**Descrizione dell'esercizio**
Ricopia senza alcuna modifica le righe che iniziano da quella contenente "of the figured" e proseguono fino all'ultima riga delle voci, estremi compresi.

**Voci dell'esercizio**
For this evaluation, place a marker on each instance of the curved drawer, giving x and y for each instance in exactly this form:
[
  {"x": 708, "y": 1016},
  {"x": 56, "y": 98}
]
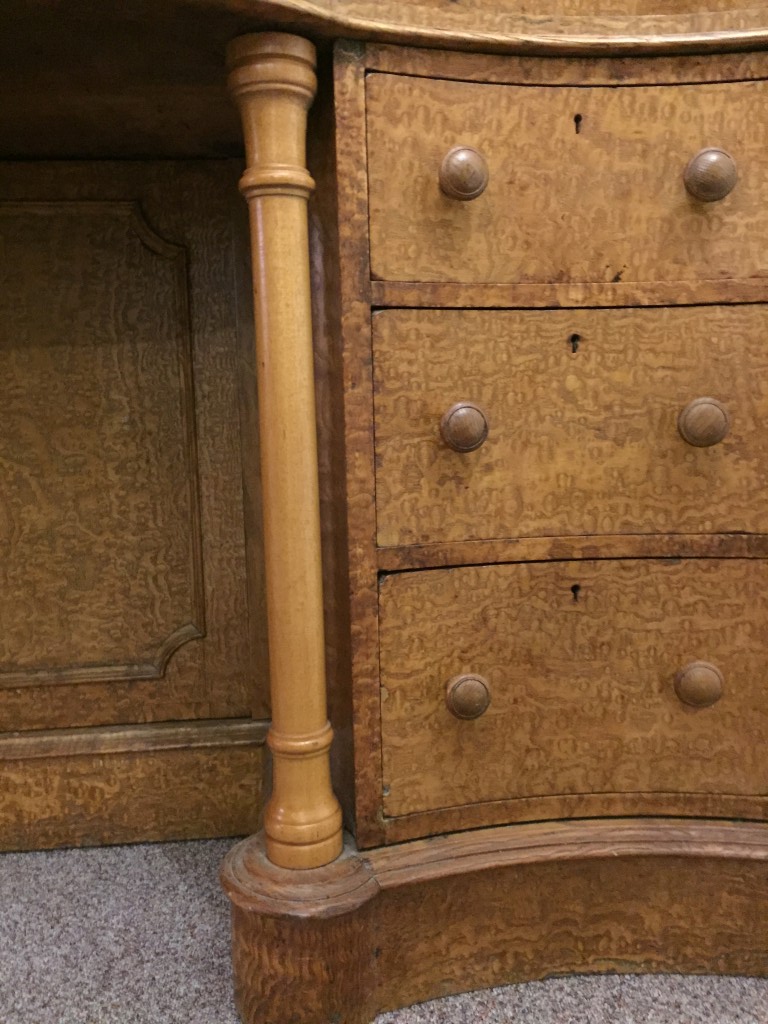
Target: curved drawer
[
  {"x": 586, "y": 183},
  {"x": 581, "y": 660},
  {"x": 583, "y": 410}
]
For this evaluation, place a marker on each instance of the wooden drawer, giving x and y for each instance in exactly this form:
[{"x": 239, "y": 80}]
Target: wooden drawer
[
  {"x": 605, "y": 203},
  {"x": 581, "y": 660},
  {"x": 583, "y": 410}
]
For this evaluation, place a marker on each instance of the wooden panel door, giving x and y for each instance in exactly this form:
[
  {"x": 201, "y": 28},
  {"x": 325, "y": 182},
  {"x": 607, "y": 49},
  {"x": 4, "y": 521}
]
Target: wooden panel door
[{"x": 127, "y": 693}]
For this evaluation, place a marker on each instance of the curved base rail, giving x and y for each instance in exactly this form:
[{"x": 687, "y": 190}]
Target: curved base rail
[{"x": 385, "y": 928}]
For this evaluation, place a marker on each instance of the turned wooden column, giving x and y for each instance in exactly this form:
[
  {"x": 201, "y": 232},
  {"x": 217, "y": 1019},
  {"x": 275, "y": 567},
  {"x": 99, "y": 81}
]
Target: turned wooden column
[{"x": 271, "y": 78}]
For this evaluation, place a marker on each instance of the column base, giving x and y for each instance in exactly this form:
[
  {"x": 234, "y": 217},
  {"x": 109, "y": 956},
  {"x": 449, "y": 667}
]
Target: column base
[{"x": 385, "y": 928}]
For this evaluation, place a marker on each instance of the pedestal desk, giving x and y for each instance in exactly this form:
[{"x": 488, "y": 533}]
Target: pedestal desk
[
  {"x": 510, "y": 283},
  {"x": 537, "y": 279}
]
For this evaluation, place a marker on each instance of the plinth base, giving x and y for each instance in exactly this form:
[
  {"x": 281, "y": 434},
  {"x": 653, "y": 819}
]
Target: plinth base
[{"x": 385, "y": 928}]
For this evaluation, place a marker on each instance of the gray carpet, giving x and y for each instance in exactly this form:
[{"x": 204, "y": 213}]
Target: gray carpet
[{"x": 139, "y": 935}]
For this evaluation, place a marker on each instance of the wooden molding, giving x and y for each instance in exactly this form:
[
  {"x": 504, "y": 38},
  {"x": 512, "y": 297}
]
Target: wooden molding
[
  {"x": 130, "y": 783},
  {"x": 503, "y": 27},
  {"x": 400, "y": 925},
  {"x": 131, "y": 738}
]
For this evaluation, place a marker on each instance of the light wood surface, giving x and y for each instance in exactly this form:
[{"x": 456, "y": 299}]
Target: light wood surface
[
  {"x": 271, "y": 78},
  {"x": 352, "y": 302},
  {"x": 581, "y": 660},
  {"x": 446, "y": 914},
  {"x": 562, "y": 203},
  {"x": 583, "y": 407},
  {"x": 94, "y": 786}
]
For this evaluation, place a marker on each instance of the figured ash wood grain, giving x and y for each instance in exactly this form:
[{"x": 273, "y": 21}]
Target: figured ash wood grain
[
  {"x": 126, "y": 399},
  {"x": 353, "y": 308},
  {"x": 101, "y": 569},
  {"x": 600, "y": 204},
  {"x": 581, "y": 660},
  {"x": 512, "y": 70},
  {"x": 583, "y": 407}
]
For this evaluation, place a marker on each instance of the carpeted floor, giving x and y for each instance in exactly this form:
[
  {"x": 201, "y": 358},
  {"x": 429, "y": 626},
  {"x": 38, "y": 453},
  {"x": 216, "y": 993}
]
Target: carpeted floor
[{"x": 139, "y": 935}]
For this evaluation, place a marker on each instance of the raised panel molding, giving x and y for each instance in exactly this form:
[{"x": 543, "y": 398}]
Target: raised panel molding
[{"x": 100, "y": 548}]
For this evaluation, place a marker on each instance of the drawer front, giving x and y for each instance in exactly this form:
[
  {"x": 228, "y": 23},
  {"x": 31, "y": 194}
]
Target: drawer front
[
  {"x": 603, "y": 203},
  {"x": 580, "y": 659},
  {"x": 583, "y": 409}
]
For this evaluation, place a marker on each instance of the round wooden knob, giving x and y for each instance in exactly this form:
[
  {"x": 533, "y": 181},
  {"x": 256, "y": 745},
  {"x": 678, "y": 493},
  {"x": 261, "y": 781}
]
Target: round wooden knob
[
  {"x": 464, "y": 173},
  {"x": 468, "y": 696},
  {"x": 704, "y": 422},
  {"x": 711, "y": 175},
  {"x": 464, "y": 427},
  {"x": 699, "y": 684}
]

**Risposta**
For this evaluation, place a marker on each instance of the figured ash wood grain, giving x and y for each instance in exactly this form:
[{"x": 273, "y": 21}]
Target: figured ash wood grain
[
  {"x": 126, "y": 399},
  {"x": 353, "y": 308},
  {"x": 101, "y": 569},
  {"x": 600, "y": 204},
  {"x": 581, "y": 660},
  {"x": 512, "y": 70},
  {"x": 583, "y": 407}
]
For this evaluation, place a marker on each instance of the carpeted floor, giving x and y for each instance in exactly this form:
[
  {"x": 201, "y": 358},
  {"x": 429, "y": 626},
  {"x": 38, "y": 453},
  {"x": 216, "y": 993}
]
Target: carpeted floor
[{"x": 139, "y": 935}]
For this evaluation, place a marker on each instance of the raised panel molding, giving x and y for each instance in exactly this form:
[{"x": 543, "y": 398}]
Target: raised panel molding
[{"x": 100, "y": 548}]
For this evaluation, place a marker on each instance of the drawer front, giving x and y for each instance in exactly this form:
[
  {"x": 228, "y": 23},
  {"x": 31, "y": 194}
]
Target: drawer front
[
  {"x": 603, "y": 203},
  {"x": 580, "y": 659},
  {"x": 583, "y": 409}
]
For this evaluation, place a marker on each instance of the round wooden knob, giving x and y for each instance in exactly this form:
[
  {"x": 533, "y": 181},
  {"x": 256, "y": 745},
  {"x": 678, "y": 493},
  {"x": 261, "y": 781}
]
Target: round wooden knob
[
  {"x": 464, "y": 173},
  {"x": 468, "y": 696},
  {"x": 704, "y": 422},
  {"x": 711, "y": 175},
  {"x": 464, "y": 427},
  {"x": 699, "y": 684}
]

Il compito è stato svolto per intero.